[start RECORDS]

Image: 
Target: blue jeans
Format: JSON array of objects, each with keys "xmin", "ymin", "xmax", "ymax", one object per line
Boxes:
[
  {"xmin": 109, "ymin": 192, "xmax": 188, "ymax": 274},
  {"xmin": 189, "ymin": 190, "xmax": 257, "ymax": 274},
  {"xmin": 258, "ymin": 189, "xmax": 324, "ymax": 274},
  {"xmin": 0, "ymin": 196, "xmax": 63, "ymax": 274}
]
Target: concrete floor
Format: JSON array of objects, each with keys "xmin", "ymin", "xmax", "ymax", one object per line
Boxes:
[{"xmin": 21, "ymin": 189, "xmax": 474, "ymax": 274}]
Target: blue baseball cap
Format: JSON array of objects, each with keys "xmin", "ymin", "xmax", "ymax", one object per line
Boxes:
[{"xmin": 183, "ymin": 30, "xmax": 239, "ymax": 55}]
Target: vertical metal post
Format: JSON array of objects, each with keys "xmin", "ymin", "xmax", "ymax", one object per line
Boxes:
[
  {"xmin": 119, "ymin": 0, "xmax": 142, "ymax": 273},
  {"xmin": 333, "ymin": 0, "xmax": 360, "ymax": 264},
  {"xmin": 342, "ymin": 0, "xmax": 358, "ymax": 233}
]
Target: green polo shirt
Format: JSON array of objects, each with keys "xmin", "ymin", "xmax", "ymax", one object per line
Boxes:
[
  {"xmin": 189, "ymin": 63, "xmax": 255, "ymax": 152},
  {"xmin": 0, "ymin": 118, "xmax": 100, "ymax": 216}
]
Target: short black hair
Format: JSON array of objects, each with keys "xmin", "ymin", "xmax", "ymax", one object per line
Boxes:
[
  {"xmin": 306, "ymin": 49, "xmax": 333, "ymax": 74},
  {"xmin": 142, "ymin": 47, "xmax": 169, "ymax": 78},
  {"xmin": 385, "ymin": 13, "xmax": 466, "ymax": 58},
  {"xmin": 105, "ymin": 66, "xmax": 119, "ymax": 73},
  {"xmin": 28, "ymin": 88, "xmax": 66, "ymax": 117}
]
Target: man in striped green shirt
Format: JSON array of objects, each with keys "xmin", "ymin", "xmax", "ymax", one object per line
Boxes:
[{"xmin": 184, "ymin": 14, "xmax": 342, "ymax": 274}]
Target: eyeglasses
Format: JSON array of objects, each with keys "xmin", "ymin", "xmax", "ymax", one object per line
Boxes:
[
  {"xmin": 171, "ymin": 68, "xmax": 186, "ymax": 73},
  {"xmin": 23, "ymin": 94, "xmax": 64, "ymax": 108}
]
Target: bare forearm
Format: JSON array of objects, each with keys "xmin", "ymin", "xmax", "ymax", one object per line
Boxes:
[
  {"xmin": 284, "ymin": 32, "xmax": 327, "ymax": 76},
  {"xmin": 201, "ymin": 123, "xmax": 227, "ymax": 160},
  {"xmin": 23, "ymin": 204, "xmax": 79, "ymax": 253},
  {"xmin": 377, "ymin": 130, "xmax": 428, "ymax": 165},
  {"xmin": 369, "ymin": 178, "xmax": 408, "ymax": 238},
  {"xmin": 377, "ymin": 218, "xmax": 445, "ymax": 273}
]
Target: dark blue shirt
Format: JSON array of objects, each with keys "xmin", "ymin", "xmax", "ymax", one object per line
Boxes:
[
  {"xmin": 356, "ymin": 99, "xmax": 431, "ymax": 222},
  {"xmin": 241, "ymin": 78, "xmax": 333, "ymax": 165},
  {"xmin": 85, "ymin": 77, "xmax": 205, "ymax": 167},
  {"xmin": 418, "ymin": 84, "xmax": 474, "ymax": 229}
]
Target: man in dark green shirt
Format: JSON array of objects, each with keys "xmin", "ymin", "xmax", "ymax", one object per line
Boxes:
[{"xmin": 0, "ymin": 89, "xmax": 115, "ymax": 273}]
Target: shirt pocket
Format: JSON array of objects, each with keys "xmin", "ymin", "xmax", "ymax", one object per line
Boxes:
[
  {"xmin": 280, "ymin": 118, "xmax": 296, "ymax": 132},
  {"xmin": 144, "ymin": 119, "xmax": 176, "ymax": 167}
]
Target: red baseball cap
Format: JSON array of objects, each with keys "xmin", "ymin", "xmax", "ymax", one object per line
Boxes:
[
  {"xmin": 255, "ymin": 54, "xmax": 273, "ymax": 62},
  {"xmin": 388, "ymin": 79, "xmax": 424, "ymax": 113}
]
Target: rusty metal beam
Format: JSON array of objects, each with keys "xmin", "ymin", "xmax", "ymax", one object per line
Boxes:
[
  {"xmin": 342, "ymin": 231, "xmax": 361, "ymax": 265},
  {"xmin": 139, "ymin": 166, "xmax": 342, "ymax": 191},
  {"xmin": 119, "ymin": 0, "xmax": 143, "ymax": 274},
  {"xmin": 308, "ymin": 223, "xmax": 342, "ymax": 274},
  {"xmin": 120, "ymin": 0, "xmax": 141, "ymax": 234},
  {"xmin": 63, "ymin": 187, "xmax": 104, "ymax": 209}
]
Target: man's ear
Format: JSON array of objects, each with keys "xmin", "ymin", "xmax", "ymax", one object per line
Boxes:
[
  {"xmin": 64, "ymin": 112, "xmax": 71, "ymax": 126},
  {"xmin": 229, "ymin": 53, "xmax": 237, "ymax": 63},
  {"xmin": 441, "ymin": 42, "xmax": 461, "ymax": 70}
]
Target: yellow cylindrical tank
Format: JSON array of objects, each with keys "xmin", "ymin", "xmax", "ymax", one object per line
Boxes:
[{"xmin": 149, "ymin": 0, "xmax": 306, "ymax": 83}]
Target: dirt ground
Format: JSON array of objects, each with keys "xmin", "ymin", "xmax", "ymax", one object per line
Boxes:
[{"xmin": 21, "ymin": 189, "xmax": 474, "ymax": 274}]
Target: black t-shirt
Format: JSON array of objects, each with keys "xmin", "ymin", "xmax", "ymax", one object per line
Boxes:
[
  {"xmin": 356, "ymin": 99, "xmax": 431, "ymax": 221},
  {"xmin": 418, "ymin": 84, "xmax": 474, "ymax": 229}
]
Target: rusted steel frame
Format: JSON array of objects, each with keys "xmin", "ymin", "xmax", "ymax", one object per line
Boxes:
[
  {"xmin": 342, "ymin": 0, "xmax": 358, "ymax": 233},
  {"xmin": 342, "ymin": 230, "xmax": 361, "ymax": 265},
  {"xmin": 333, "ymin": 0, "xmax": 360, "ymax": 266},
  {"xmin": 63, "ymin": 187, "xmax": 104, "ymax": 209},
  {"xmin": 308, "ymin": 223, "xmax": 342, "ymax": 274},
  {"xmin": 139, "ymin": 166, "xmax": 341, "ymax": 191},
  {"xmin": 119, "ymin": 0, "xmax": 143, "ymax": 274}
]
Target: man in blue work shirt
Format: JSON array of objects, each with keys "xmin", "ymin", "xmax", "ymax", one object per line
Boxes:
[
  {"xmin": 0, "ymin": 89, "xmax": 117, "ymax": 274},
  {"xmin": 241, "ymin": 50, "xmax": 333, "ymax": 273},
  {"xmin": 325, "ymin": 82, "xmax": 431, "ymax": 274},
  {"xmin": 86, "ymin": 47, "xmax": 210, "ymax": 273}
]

[end RECORDS]

TASK TO CARRY OUT → Write out the records above again, switching every "Target" to "Label" and keeping everything else unchanged.

SOLVED PROBLEM →
Image: 
Label: blue jeans
Format: JSON array of objects, each with keys "xmin", "ymin", "xmax", "ymax", one object per line
Boxes:
[
  {"xmin": 109, "ymin": 192, "xmax": 188, "ymax": 274},
  {"xmin": 189, "ymin": 190, "xmax": 257, "ymax": 274},
  {"xmin": 258, "ymin": 189, "xmax": 324, "ymax": 274},
  {"xmin": 0, "ymin": 196, "xmax": 63, "ymax": 274}
]
Label: concrete floor
Format: JSON array of objects, each with keys "xmin", "ymin", "xmax", "ymax", one object per line
Boxes:
[{"xmin": 21, "ymin": 189, "xmax": 474, "ymax": 274}]
Label: blue baseball cap
Format: JSON array of objects, each with keys "xmin", "ymin", "xmax", "ymax", one object per line
Boxes:
[{"xmin": 183, "ymin": 30, "xmax": 239, "ymax": 55}]
Label: vertical metal post
Format: JSON array of objects, each with keys "xmin", "ymin", "xmax", "ymax", one object per line
Boxes:
[
  {"xmin": 119, "ymin": 0, "xmax": 142, "ymax": 273},
  {"xmin": 333, "ymin": 0, "xmax": 360, "ymax": 264},
  {"xmin": 342, "ymin": 0, "xmax": 358, "ymax": 233}
]
Label: green polo shirt
Format: JSON array of objects, each with keys "xmin", "ymin", "xmax", "ymax", one object per line
Boxes:
[
  {"xmin": 189, "ymin": 63, "xmax": 255, "ymax": 152},
  {"xmin": 0, "ymin": 118, "xmax": 100, "ymax": 216}
]
Label: short black hair
Format: JSON array of objects, each with keys "xmin", "ymin", "xmax", "ymax", one object per line
Boxes:
[
  {"xmin": 306, "ymin": 49, "xmax": 333, "ymax": 74},
  {"xmin": 142, "ymin": 47, "xmax": 169, "ymax": 78},
  {"xmin": 385, "ymin": 13, "xmax": 466, "ymax": 58},
  {"xmin": 105, "ymin": 66, "xmax": 119, "ymax": 73},
  {"xmin": 28, "ymin": 88, "xmax": 66, "ymax": 117}
]
Label: man in striped green shirt
Format: JSON array of objects, each with keys "xmin", "ymin", "xmax", "ymax", one object per line
Boxes:
[{"xmin": 184, "ymin": 14, "xmax": 342, "ymax": 274}]
Label: eyeglasses
Format: JSON array of objects, each with keys "xmin", "ymin", "xmax", "ymax", one object per line
Boxes:
[
  {"xmin": 171, "ymin": 68, "xmax": 186, "ymax": 73},
  {"xmin": 23, "ymin": 94, "xmax": 64, "ymax": 108}
]
Label: bare forearm
Format: JSON array of objects, each with keys "xmin", "ymin", "xmax", "ymax", one object per line
Boxes:
[
  {"xmin": 284, "ymin": 32, "xmax": 327, "ymax": 76},
  {"xmin": 201, "ymin": 123, "xmax": 227, "ymax": 160},
  {"xmin": 23, "ymin": 204, "xmax": 79, "ymax": 253},
  {"xmin": 377, "ymin": 130, "xmax": 428, "ymax": 165},
  {"xmin": 369, "ymin": 178, "xmax": 408, "ymax": 238},
  {"xmin": 377, "ymin": 218, "xmax": 445, "ymax": 273}
]
Label: dark blue shirt
Format: JSON array of objects, each with keys "xmin", "ymin", "xmax", "ymax", one object per line
Boxes:
[
  {"xmin": 356, "ymin": 99, "xmax": 431, "ymax": 222},
  {"xmin": 241, "ymin": 78, "xmax": 333, "ymax": 165},
  {"xmin": 85, "ymin": 77, "xmax": 205, "ymax": 167},
  {"xmin": 418, "ymin": 84, "xmax": 474, "ymax": 229}
]
Label: man in dark green shirt
Format: JSON array of objects, each with keys "xmin", "ymin", "xmax", "ymax", one object per line
Boxes:
[{"xmin": 0, "ymin": 89, "xmax": 115, "ymax": 273}]
Label: shirt pocket
Format: JSON array of objects, each with keys "xmin", "ymin", "xmax", "ymax", one object per line
Boxes:
[
  {"xmin": 280, "ymin": 118, "xmax": 296, "ymax": 132},
  {"xmin": 144, "ymin": 119, "xmax": 176, "ymax": 167}
]
Label: red baseball cap
Format: JSON array of objects, each with keys "xmin", "ymin", "xmax", "ymax", one object per line
Boxes:
[
  {"xmin": 255, "ymin": 54, "xmax": 273, "ymax": 62},
  {"xmin": 388, "ymin": 79, "xmax": 424, "ymax": 113}
]
Label: rusty metal beam
Format: JSON array of objects, each with keys "xmin", "ymin", "xmax", "ymax", one object per line
Boxes:
[
  {"xmin": 342, "ymin": 231, "xmax": 361, "ymax": 265},
  {"xmin": 139, "ymin": 166, "xmax": 342, "ymax": 191},
  {"xmin": 119, "ymin": 0, "xmax": 143, "ymax": 274},
  {"xmin": 308, "ymin": 223, "xmax": 342, "ymax": 274},
  {"xmin": 120, "ymin": 0, "xmax": 141, "ymax": 234},
  {"xmin": 63, "ymin": 187, "xmax": 104, "ymax": 209}
]
Label: man's ear
Format: JSON array of objects, each with keys "xmin", "ymin", "xmax", "ymax", one object per line
Boxes:
[
  {"xmin": 64, "ymin": 112, "xmax": 71, "ymax": 126},
  {"xmin": 229, "ymin": 53, "xmax": 237, "ymax": 63},
  {"xmin": 441, "ymin": 42, "xmax": 461, "ymax": 70}
]
Label: yellow cylindrical tank
Format: JSON array of objects, each with keys "xmin", "ymin", "xmax", "ymax", one object per line
Boxes:
[{"xmin": 149, "ymin": 0, "xmax": 306, "ymax": 83}]
Label: dirt ground
Format: JSON array of objects, each with keys "xmin", "ymin", "xmax", "ymax", one object per line
Boxes:
[{"xmin": 21, "ymin": 189, "xmax": 474, "ymax": 274}]
Label: black t-shirt
Format: JSON array of objects, each with keys "xmin", "ymin", "xmax", "ymax", one object per line
Boxes:
[
  {"xmin": 356, "ymin": 99, "xmax": 431, "ymax": 221},
  {"xmin": 418, "ymin": 84, "xmax": 474, "ymax": 229}
]
Label: rusted steel frame
Format: JSON array of objects, each with keys "xmin", "ymin", "xmax", "ymax", one object per line
Boxes:
[
  {"xmin": 342, "ymin": 0, "xmax": 358, "ymax": 233},
  {"xmin": 342, "ymin": 230, "xmax": 361, "ymax": 265},
  {"xmin": 333, "ymin": 0, "xmax": 360, "ymax": 266},
  {"xmin": 63, "ymin": 187, "xmax": 104, "ymax": 209},
  {"xmin": 308, "ymin": 223, "xmax": 342, "ymax": 274},
  {"xmin": 139, "ymin": 166, "xmax": 341, "ymax": 191},
  {"xmin": 119, "ymin": 0, "xmax": 143, "ymax": 274}
]
Label: man in blue work shirt
Format: JSON array of objects, each with keys "xmin", "ymin", "xmax", "ymax", one object per line
Boxes:
[
  {"xmin": 0, "ymin": 89, "xmax": 117, "ymax": 274},
  {"xmin": 241, "ymin": 50, "xmax": 333, "ymax": 273},
  {"xmin": 325, "ymin": 82, "xmax": 431, "ymax": 274},
  {"xmin": 86, "ymin": 47, "xmax": 210, "ymax": 273}
]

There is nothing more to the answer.